RECORDS PROVIDED.
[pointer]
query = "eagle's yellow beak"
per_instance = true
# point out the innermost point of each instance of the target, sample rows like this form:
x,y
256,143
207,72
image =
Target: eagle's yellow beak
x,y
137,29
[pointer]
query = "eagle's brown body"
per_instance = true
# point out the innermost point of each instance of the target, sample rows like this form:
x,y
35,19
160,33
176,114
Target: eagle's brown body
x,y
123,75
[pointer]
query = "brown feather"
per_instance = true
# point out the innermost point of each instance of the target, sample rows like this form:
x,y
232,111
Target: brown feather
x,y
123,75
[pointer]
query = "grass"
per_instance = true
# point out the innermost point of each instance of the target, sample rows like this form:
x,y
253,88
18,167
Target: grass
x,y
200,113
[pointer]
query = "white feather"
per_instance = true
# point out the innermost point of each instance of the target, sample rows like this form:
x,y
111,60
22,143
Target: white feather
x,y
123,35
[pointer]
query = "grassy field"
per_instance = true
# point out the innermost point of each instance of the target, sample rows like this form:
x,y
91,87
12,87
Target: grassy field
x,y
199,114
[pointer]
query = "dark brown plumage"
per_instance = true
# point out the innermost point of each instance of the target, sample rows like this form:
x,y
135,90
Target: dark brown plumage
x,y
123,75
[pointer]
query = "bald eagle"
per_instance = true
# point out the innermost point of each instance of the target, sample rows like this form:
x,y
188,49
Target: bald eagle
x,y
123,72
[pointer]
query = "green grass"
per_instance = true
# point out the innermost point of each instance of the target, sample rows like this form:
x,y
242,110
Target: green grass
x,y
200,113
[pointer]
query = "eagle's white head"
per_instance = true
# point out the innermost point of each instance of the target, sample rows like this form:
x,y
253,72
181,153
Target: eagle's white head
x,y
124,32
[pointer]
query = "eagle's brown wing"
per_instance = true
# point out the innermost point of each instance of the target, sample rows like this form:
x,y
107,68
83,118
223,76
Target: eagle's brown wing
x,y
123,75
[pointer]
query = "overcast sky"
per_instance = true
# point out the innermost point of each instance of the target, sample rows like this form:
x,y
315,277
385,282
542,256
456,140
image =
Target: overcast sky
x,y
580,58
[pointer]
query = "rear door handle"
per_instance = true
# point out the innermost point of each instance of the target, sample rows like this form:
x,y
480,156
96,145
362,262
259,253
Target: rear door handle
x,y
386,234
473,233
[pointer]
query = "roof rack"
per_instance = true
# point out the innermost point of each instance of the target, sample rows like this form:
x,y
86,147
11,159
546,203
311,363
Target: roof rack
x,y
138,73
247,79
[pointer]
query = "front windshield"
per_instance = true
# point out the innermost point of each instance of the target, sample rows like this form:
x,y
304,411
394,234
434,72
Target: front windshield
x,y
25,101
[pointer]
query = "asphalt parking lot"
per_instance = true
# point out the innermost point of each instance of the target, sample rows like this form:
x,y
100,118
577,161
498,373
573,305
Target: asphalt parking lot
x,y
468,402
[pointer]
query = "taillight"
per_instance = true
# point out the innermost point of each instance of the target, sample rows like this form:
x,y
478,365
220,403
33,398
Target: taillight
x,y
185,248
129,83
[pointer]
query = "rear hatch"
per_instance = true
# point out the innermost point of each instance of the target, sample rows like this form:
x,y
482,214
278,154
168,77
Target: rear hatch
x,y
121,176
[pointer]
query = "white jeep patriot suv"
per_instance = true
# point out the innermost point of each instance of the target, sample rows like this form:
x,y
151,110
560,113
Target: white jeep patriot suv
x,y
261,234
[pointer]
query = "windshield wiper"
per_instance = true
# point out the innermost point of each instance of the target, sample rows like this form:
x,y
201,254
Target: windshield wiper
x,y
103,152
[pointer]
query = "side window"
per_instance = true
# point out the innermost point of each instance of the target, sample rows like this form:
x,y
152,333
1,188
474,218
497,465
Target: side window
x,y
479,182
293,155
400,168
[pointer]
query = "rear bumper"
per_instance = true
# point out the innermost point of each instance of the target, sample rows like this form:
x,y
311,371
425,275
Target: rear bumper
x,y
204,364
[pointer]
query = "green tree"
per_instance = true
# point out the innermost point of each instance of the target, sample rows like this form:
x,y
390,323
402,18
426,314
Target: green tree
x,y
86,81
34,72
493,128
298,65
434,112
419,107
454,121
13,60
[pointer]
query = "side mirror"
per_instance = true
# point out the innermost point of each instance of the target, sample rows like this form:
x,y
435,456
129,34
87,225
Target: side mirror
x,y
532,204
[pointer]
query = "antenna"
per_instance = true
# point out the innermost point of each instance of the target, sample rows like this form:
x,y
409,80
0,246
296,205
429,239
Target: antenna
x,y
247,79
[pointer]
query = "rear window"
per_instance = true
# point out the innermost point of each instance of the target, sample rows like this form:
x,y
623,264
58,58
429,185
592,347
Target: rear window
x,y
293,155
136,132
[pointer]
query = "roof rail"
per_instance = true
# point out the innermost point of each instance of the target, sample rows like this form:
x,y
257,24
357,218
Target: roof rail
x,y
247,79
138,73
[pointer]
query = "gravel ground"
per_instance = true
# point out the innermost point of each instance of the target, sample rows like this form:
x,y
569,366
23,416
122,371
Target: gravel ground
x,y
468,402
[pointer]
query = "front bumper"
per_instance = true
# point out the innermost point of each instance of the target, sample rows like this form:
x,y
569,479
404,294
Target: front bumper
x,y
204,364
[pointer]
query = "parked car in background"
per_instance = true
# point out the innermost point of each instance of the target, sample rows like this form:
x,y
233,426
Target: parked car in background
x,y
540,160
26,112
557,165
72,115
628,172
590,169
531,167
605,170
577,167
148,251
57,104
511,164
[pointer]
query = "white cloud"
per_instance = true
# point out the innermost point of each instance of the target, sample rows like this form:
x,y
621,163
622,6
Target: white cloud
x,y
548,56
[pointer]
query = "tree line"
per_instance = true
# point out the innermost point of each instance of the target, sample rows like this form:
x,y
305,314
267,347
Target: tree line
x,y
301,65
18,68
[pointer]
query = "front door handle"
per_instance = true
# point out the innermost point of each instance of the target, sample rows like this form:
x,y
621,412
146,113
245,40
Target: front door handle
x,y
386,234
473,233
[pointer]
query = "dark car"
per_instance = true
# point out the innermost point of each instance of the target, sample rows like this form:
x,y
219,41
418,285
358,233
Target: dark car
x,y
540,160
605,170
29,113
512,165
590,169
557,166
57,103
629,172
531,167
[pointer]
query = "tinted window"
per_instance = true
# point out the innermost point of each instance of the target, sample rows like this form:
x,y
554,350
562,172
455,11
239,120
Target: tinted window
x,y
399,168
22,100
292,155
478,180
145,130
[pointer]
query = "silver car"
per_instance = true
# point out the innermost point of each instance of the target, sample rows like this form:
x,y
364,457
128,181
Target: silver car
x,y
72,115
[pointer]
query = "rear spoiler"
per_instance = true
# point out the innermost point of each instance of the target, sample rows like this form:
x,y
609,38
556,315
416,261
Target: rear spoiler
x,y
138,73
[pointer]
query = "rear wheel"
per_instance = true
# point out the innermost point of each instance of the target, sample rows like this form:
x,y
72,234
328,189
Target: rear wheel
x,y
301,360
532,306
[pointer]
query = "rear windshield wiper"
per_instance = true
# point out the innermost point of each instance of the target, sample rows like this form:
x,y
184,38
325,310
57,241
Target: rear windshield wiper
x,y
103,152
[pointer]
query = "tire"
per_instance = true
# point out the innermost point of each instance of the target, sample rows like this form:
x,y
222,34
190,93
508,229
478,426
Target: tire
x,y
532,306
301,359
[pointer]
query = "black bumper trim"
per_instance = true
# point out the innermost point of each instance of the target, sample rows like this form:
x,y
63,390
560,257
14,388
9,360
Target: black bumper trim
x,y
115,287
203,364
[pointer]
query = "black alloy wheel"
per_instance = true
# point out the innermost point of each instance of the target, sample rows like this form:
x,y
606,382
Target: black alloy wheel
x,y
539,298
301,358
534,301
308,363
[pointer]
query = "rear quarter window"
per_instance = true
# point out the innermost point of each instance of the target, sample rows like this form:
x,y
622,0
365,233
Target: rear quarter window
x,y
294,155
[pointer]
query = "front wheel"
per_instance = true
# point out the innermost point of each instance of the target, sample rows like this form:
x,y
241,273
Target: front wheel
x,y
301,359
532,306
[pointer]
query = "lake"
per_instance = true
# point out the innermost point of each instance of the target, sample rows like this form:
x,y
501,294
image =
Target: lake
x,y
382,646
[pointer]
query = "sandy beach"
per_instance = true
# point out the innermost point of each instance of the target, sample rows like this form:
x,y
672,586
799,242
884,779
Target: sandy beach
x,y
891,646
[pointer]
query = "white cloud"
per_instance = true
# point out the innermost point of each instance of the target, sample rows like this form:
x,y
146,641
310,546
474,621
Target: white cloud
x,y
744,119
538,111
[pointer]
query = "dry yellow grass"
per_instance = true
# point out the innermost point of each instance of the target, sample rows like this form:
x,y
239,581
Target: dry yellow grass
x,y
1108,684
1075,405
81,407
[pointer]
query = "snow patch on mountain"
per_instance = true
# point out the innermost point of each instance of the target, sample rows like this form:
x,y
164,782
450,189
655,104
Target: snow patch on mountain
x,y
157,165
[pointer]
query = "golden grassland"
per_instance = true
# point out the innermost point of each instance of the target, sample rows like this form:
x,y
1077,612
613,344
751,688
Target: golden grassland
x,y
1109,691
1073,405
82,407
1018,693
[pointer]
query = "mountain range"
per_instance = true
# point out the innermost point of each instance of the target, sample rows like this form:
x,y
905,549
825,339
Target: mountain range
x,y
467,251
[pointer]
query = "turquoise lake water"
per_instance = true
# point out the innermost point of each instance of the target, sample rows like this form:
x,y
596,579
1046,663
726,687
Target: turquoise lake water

WHAT TO PRODUCE.
Give the number of lines in the records that contain the word "turquoise", and write nothing else.

EXPECTED ANSWER.
2